===== TEXTAUSZUG

„Was bleibt ist ein leerer Raum der sich langsam verdunkelt für einen Moment des Schweigens über diesen bewegenden Theaterabend, der seine Zuschauer tief berührt und sehr nachdenklich stimmt.“

2014, Inszenierung am Deutschen Theater Göttingen

Text: William Pellier, übersetzt von Leyla-Claire Rabih & Frank Weigand Regie: Antje Thoms Dramaturgie: Michaela Oswald Ausstattung: Lea Dietrich Fotos: Isabel Winarsch

Mit: Gaby Dey, Paul Wenning, Moritz Bracher/Jan Hendrik Huttanus

„das geht niemand was an“

Sie wollen selbst entscheiden, solange sie dazu noch in der Lage sind. Und sie haben einen Plan: das Einfamilienhaus spenden sie einer Stiftung für Gehirnkrankheiten. Das Geld auf ihrem Konto geben sie dem Tierschutzverein. Den Pudel nehmen sie mit. Mit in den Tod. Denn ihr Plan, der ist todsicher: am 30. August wird der Mann das Holzgeländer an der Serpentinenstraße losschrauben, am 31. August wird er den Wagen darauf zu steuern, den Abhang hinab, hinein den See. Mit im Wagen: seine Frau und der Pudel.

Doch dann kommt alles anders.

Im zweiten Teil der minimalistischen Textfläche spricht die Frau nicht mehr und der Mann spricht mit sich selbst. Das Einfamilienhaus wurde verkauft, um die Plätze im Pflegeheim zu finanzieren. Und den Pudel, den mussten sie abgeben. In „wir waren“ begleitet William Pellier ein namenloses älteres Ehepaar, dem seine Umwelt so fremd geworden ist, dass ihnen der gemeinsame Tod der einzige Weg zu sein scheint.

Wird unser Alter so aussehen?

==========
===== AUSZÜGE AUS EINTRÄGEN

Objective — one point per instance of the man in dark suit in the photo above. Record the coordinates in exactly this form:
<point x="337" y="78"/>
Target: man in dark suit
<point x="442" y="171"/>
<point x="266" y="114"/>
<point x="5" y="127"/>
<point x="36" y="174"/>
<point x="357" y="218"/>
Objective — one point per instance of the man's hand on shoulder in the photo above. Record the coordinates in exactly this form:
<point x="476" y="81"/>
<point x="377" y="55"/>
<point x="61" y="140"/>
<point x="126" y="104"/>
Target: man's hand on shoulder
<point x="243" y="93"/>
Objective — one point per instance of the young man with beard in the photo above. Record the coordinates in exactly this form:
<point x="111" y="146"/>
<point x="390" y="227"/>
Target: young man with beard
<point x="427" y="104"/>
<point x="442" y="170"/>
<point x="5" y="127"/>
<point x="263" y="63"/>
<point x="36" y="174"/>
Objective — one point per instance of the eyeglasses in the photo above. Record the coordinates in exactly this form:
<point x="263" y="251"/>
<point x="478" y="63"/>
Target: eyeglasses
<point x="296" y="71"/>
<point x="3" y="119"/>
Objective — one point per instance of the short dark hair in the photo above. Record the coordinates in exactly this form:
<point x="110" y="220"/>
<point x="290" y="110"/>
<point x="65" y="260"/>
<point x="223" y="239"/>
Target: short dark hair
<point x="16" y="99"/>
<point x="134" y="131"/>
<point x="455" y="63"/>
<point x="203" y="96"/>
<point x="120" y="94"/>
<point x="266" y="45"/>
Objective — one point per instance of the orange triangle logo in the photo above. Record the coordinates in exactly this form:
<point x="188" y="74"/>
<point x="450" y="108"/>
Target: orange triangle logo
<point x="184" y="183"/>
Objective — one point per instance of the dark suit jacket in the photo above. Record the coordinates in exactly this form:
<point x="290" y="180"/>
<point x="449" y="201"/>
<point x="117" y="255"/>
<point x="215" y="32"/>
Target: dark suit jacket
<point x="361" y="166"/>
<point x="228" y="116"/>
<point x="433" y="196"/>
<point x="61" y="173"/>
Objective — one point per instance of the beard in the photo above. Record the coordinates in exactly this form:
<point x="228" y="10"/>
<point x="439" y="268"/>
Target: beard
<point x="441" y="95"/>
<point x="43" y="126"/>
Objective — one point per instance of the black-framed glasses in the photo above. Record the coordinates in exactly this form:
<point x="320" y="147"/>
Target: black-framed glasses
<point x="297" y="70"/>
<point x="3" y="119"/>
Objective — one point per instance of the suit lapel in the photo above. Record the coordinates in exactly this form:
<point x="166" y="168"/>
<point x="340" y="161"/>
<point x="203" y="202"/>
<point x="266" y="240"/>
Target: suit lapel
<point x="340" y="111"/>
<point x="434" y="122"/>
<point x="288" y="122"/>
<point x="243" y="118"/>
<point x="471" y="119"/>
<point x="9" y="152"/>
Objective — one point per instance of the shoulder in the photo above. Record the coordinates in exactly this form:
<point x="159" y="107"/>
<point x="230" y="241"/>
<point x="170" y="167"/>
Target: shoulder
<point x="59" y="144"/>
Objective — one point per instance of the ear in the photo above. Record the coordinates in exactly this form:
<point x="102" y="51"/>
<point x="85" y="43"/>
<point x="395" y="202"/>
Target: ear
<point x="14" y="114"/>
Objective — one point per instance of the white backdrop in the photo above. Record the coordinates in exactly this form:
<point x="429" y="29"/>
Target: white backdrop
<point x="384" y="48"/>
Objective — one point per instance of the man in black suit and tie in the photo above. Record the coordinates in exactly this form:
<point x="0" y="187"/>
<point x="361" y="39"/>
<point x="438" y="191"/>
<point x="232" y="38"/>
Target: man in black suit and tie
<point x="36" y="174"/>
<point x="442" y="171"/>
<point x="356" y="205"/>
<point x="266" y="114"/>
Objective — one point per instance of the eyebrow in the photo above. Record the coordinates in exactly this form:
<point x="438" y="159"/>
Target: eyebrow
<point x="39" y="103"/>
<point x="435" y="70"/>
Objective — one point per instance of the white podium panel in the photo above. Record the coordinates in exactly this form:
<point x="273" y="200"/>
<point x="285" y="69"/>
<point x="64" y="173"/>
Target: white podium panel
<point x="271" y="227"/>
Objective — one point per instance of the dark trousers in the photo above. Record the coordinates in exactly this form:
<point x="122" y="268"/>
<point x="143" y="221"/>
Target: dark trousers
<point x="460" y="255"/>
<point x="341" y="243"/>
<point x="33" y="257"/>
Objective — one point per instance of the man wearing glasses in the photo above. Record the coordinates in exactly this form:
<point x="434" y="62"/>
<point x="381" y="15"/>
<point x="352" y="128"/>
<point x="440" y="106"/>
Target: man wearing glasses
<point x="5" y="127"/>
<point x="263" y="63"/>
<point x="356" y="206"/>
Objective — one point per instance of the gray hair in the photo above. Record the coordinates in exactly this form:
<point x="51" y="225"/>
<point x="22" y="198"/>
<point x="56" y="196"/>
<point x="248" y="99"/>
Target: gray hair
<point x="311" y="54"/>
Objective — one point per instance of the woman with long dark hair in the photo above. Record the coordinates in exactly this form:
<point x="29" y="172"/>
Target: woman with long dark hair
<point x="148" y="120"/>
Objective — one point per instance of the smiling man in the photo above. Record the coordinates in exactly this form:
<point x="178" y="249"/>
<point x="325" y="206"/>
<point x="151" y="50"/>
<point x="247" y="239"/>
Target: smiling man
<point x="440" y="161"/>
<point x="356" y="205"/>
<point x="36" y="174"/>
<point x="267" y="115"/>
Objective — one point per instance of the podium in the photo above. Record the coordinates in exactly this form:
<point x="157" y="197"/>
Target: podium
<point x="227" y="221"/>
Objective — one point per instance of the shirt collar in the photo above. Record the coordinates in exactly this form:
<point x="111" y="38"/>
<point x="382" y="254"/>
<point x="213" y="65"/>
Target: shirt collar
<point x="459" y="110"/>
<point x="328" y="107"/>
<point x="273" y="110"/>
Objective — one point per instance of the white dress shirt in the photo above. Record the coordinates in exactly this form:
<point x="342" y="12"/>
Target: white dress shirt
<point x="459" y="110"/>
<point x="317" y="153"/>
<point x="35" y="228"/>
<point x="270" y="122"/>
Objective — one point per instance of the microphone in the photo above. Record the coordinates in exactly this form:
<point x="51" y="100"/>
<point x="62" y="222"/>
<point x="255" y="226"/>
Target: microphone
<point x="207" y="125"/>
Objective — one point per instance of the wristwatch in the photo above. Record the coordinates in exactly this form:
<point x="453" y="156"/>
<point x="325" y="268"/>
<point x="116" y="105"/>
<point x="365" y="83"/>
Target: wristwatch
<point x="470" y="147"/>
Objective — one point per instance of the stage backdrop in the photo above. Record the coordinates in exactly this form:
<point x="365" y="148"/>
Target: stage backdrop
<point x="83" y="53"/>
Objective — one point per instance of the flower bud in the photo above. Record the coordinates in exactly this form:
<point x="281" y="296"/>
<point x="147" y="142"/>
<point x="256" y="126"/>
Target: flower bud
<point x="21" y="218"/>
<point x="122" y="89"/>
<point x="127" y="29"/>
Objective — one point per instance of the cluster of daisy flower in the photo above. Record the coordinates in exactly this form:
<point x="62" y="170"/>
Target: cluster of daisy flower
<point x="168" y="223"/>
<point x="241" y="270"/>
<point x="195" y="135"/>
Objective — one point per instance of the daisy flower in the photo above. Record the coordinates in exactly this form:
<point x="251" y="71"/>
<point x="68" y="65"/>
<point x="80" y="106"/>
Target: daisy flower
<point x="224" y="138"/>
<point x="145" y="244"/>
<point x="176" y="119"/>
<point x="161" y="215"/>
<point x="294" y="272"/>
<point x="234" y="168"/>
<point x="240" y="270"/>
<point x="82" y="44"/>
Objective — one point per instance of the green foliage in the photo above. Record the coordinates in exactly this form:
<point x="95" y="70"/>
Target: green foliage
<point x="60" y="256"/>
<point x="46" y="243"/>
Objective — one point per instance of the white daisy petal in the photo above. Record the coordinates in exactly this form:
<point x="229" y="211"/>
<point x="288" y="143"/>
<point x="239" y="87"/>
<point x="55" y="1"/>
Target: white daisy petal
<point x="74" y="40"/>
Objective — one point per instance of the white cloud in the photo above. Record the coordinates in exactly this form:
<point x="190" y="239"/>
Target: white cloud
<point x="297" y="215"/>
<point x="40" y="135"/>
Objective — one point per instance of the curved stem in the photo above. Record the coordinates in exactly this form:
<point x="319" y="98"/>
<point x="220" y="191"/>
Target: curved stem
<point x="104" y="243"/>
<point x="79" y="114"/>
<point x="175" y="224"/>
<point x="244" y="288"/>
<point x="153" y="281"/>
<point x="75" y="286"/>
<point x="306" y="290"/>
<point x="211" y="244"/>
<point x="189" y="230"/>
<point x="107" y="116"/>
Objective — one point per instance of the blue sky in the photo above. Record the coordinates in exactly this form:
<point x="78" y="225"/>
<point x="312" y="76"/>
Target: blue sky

==========

* _AUFGABENBESCHREIBUNG_
Kopiere eine Passage wortgetreu aus dem Textauszug über die Inszenierung. Setze bei den Worten „Mit: Gaby Dey, Paul“ ein und höre nach „kommt alles anders.“ auf.

* _DAS ERGEBNIS_
Mit: Gaby Dey, Paul Wenning, Moritz Bracher/Jan Hendrik Huttanus

„das geht niemand was an“

Sie wollen selbst entscheiden, solange sie dazu noch in der Lage sind. Und sie haben einen Plan: das Einfamilienhaus spenden sie einer Stiftung für Gehirnkrankheiten. Das Geld auf ihrem Konto geben sie dem Tierschutzverein. Den Pudel nehmen sie mit. Mit in den Tod. Denn ihr Plan, der ist todsicher: am 30. August wird der Mann das Holzgeländer an der Serpentinenstraße losschrauben, am 31. August wird er den Wagen darauf zu steuern, den Abhang hinab, hinein den See. Mit im Wagen: seine Frau und der Pudel.

Doch dann kommt alles anders.